**EXERCISE REQUIREMENTS**
The records should be repeated word for word, pictures excluded.

**DATA FOR THIS TASK**
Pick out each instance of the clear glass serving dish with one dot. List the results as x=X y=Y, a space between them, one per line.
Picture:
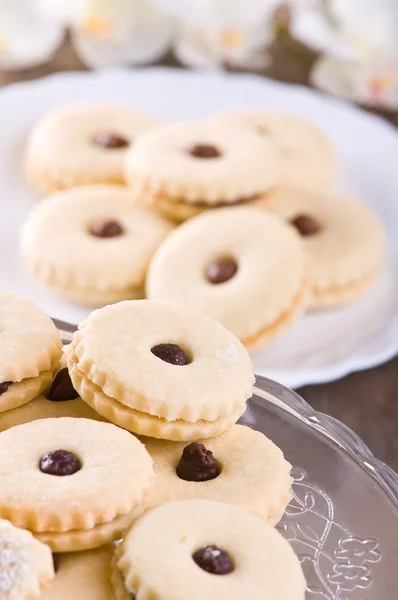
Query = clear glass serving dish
x=343 y=518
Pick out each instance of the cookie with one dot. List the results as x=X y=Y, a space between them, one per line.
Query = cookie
x=241 y=467
x=160 y=369
x=82 y=145
x=72 y=482
x=30 y=350
x=240 y=266
x=199 y=549
x=184 y=168
x=310 y=158
x=82 y=576
x=343 y=239
x=43 y=408
x=26 y=565
x=91 y=244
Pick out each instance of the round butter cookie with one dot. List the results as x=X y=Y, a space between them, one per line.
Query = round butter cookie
x=30 y=350
x=82 y=576
x=60 y=400
x=241 y=467
x=161 y=370
x=204 y=550
x=26 y=565
x=72 y=482
x=91 y=244
x=309 y=157
x=241 y=266
x=82 y=145
x=183 y=169
x=343 y=239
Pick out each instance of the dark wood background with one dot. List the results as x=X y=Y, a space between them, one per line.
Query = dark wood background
x=366 y=401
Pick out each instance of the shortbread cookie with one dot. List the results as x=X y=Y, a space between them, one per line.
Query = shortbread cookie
x=60 y=477
x=309 y=157
x=30 y=350
x=241 y=266
x=43 y=408
x=91 y=244
x=26 y=565
x=241 y=467
x=185 y=168
x=196 y=549
x=344 y=242
x=82 y=145
x=82 y=576
x=164 y=366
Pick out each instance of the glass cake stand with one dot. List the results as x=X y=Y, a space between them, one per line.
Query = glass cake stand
x=343 y=518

**THE OUTPUT**
Pick out each instance of the clear glass serving dish with one dot. List the results as x=X y=Y, a space between them, one per line.
Picture:
Query = clear glass serving dish
x=343 y=518
Pick out each instance of the cookie with one dot. List the results as x=X y=Y, a space between them, one per line.
Query = cookie
x=241 y=467
x=160 y=369
x=82 y=145
x=72 y=482
x=30 y=350
x=240 y=266
x=199 y=549
x=184 y=168
x=310 y=158
x=82 y=576
x=343 y=239
x=43 y=408
x=26 y=565
x=91 y=244
Pick out each instance of the round butter cookie with one dot. List the results as x=X y=Y, a space between them, one per line.
Query = round butter cookie
x=30 y=350
x=82 y=576
x=60 y=400
x=241 y=467
x=161 y=370
x=204 y=550
x=26 y=565
x=72 y=482
x=91 y=244
x=309 y=157
x=241 y=266
x=82 y=145
x=183 y=169
x=343 y=239
Pick out each instance of the dark wood background with one dot. List the results as x=X y=Y, a space between them, one per line.
Query = dark wood background
x=366 y=401
Pick out each instance of the shortbread cookie with one dot. List the results as x=X y=Y, a space between them, one per line.
Query = shortbread cookie
x=60 y=477
x=309 y=157
x=30 y=350
x=241 y=266
x=43 y=408
x=91 y=244
x=26 y=565
x=241 y=467
x=185 y=168
x=196 y=549
x=344 y=242
x=82 y=145
x=82 y=576
x=164 y=366
Pick out each instance of the glass cake stand with one dot. List the results as x=X y=Y, a space between them, one per line.
Query = glass cake stand
x=343 y=518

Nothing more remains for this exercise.